May 22, 2011|By Martin Eichner

Question: I have just bought an apartment building with four units and am a first-time landlord. The previous owner gave me a set of keys for the units. When I tried to enter one of the units recently when the tenant wasn't home, the key did not work. I suspect the tenant changed the lock without telling me or the prior owner. I was thinking about just having a locksmith come to the property and change the lock. Would I be within my rights?

Answer: A landlord has a right to access a rental unit and a right to a key to the unit to gain access. If there were an emergency such as a broken sewer or toxic leak, for example, the landlord has a duty to take immediate action and would need a key.

It is a good practice to include a provision in your rental agreement requiring a tenant to provide a workable key to the unit. However, we believe you can enforce this right even without an explicit clause in the rental agreement. If you've asked for a key without success, the proper method to enforce your right is to serve a written three-day notice to "Perform Covenant or Quit" directing the tenant to provide a workable key. If the tenant fails to comply, you may proceed with an unlawful detainer action in Superior Court to evict the tenant.

But you don't have a right to unilaterally change the lock. Such an action would be viewed as a "forcible entry" prohibited by California Code of Civil Procedure Section 1159. You also could be subject to $100-per-day damages.

You didn't indicate why you wanted to access the unit. As a new owner, you might not be aware that you have no general right to enter one of your rental units. Under Civil Code Section 1950.4, you are allowed to enter only for specific reasons, such as to make repairs or to respond to an emergency. You must give 24 hours' written notice of your intent to enter unless there is a true emergency or a court order, and your actual entry should be restricted to normal business hours. If you comply with these requirements, you can enter whether or not the tenant is actually home, which is another reason you are entitled to a workable key.

LISTED ENTRIES —
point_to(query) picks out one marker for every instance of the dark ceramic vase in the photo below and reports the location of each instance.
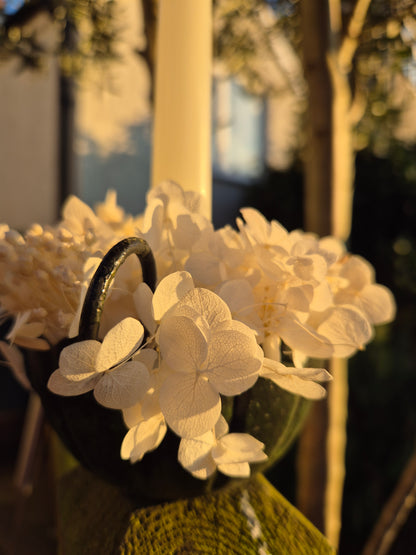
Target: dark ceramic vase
(93, 433)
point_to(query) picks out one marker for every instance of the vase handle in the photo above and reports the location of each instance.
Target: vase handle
(104, 276)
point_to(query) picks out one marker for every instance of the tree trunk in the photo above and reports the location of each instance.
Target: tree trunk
(311, 464)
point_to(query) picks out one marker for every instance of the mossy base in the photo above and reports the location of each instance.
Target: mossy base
(254, 518)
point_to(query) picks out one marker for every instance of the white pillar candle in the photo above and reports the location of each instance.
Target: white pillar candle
(182, 121)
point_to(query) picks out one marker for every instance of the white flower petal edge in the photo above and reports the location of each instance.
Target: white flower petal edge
(119, 343)
(172, 288)
(142, 438)
(230, 453)
(300, 381)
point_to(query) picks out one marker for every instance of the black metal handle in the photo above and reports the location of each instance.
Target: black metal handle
(101, 281)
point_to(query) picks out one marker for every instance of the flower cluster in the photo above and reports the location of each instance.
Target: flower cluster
(228, 303)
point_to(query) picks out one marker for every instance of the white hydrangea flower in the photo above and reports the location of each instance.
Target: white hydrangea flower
(300, 381)
(208, 354)
(360, 290)
(104, 367)
(217, 449)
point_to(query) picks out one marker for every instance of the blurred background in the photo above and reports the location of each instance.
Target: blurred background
(313, 123)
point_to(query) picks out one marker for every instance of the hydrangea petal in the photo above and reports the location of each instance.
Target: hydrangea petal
(122, 387)
(190, 404)
(299, 381)
(347, 330)
(144, 437)
(195, 455)
(78, 360)
(61, 385)
(235, 470)
(208, 304)
(303, 338)
(172, 288)
(119, 343)
(142, 299)
(238, 448)
(182, 344)
(234, 361)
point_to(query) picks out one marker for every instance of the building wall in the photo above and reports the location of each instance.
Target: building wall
(28, 145)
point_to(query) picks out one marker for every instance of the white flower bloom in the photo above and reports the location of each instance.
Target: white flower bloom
(374, 300)
(104, 367)
(300, 381)
(208, 355)
(230, 453)
(344, 327)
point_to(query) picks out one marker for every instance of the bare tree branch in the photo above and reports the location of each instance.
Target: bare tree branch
(351, 39)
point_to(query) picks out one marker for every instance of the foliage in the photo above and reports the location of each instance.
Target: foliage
(74, 30)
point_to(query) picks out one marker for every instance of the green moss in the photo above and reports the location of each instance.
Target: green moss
(250, 518)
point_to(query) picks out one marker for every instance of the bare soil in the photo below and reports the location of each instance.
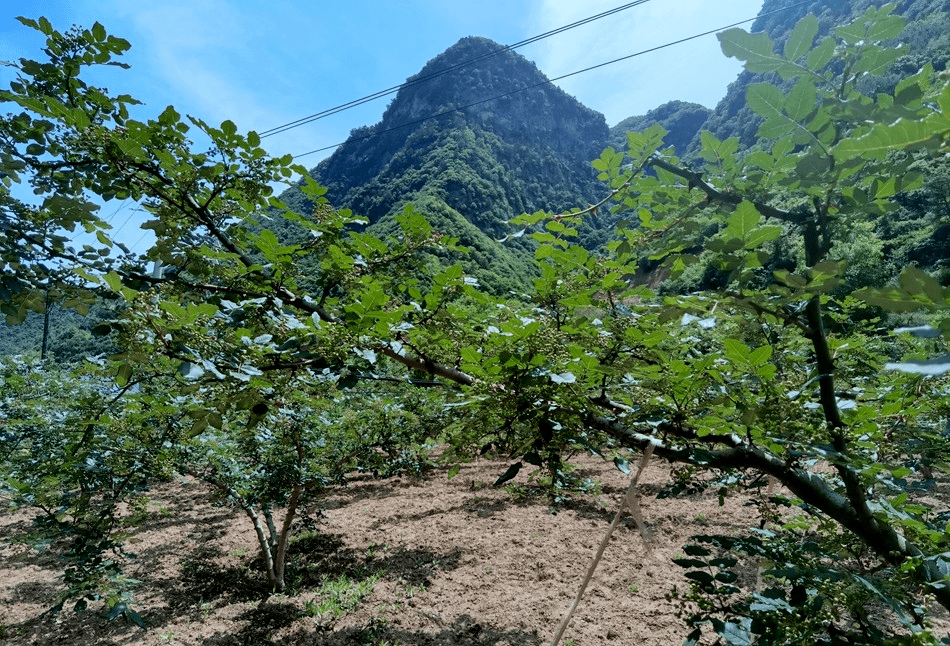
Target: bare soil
(448, 561)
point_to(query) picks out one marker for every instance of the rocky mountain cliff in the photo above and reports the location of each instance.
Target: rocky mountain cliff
(507, 141)
(926, 34)
(481, 162)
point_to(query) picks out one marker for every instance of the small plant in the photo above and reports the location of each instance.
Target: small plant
(338, 597)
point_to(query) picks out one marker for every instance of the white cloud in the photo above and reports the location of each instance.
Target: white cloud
(692, 71)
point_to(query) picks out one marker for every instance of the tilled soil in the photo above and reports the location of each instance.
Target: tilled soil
(443, 561)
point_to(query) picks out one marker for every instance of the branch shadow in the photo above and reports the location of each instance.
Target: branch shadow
(463, 631)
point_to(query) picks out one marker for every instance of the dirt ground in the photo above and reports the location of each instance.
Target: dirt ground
(438, 561)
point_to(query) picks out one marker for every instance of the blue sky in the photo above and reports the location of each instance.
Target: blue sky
(263, 64)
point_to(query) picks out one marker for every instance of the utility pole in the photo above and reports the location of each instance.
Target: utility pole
(46, 311)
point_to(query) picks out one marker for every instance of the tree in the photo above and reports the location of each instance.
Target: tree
(777, 372)
(217, 332)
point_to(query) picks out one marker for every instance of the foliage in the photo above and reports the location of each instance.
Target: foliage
(70, 453)
(226, 364)
(779, 370)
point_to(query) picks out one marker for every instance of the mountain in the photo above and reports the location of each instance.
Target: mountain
(683, 121)
(927, 34)
(479, 136)
(483, 161)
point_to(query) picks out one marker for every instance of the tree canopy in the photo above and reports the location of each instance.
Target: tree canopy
(231, 355)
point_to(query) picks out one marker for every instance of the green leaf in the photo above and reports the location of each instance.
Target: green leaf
(800, 40)
(743, 221)
(114, 282)
(736, 351)
(931, 367)
(755, 49)
(622, 465)
(123, 374)
(765, 100)
(698, 575)
(696, 550)
(801, 100)
(819, 57)
(533, 458)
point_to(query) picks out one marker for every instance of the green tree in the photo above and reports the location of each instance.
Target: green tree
(776, 371)
(219, 332)
(773, 373)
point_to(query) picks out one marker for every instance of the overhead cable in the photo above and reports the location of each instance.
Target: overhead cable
(452, 68)
(550, 81)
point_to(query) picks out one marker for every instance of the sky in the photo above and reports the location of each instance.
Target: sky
(265, 64)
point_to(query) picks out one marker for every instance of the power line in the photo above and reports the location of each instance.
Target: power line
(452, 68)
(550, 81)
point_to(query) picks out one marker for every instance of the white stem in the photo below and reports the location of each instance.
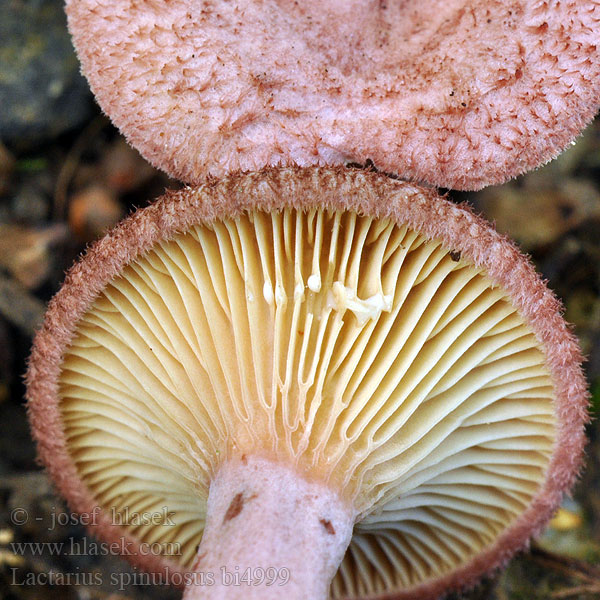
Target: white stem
(270, 534)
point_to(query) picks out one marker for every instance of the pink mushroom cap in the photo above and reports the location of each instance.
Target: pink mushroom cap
(451, 93)
(331, 189)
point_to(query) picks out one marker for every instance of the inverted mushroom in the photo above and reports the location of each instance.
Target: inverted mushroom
(452, 93)
(381, 355)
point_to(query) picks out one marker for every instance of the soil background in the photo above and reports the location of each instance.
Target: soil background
(66, 176)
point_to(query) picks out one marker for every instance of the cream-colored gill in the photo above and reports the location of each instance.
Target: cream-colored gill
(387, 365)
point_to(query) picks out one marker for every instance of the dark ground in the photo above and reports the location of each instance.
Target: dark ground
(66, 175)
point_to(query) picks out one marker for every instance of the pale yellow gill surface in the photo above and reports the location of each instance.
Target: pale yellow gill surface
(356, 349)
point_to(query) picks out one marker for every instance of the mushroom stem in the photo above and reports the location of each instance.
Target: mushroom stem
(269, 532)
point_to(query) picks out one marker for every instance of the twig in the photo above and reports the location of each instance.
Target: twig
(71, 163)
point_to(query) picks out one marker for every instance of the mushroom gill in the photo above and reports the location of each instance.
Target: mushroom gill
(365, 354)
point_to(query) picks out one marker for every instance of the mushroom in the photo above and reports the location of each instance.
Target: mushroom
(323, 378)
(452, 93)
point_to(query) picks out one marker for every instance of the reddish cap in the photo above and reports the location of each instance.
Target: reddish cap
(455, 94)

WHAT IS REQUIRED — In the landlord question-and-answer text above, rewrite the paragraph beginning "It is a good practice" as a short bulleted list that keeps its main facts.

SOLUTION TO THIS TASK —
- A rental agreement should ideally include a clause requiring the tenant to provide a workable key.
- The landlord's right to a key can likely be enforced even without such a clause.
- If asking for a key fails, serve the tenant a written three-day notice to "Perform Covenant or Quit" that directs them to provide a workable key.
- If the tenant does not comply, the landlord may bring an unlawful detainer action in Superior Court to evict the tenant.